Work to complete |
Convert the items below into a JSON list of strings, with one string per line and blank lines left out.

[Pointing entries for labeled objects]
— begin —
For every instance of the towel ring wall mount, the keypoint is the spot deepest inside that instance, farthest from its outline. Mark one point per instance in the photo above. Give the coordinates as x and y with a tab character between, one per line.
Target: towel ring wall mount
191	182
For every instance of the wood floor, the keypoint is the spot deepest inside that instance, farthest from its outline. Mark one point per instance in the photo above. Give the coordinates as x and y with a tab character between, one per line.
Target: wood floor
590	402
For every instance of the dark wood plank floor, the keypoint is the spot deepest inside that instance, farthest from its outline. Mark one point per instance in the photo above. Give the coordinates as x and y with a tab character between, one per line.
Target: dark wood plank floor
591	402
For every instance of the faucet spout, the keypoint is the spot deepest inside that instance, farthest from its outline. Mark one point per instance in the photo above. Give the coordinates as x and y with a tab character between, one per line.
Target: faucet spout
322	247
— end —
Reply to the exercise |
[
  "For every instance of the towel ring wall mount, the keypoint is the spot deepest inside that instance, farthest from its outline. Mark one point per instance in the photo above. Give the coordinates as x and y with a tab character between, one per line.",
  "Target: towel ring wall mount",
  "191\t182",
  "For every instance of the wood floor, the keypoint is the spot deepest inside that instance, farthest from its outline. Mark one point per instance in the photo above. Give the coordinates as x and y with a tab character between, one per line.",
  "Target: wood floor",
  "590\t402",
  "For every instance of the dark wood plank floor, the keypoint is the spot deepest inside that instance, farthest from its outline. Mark one point per instance in the photo above. Give the coordinates as x and y with a tab character between, one per line.",
  "Target: dark wood plank floor",
  "591\t402",
  "For every instance of the faucet spout, the keypoint is the spot deepest inside that instance, farthest from its outline. Mark one point per instance in the photo above. Give the coordinates as x and y with a tab character between, one per line.",
  "Target: faucet spout",
  "322\t247"
]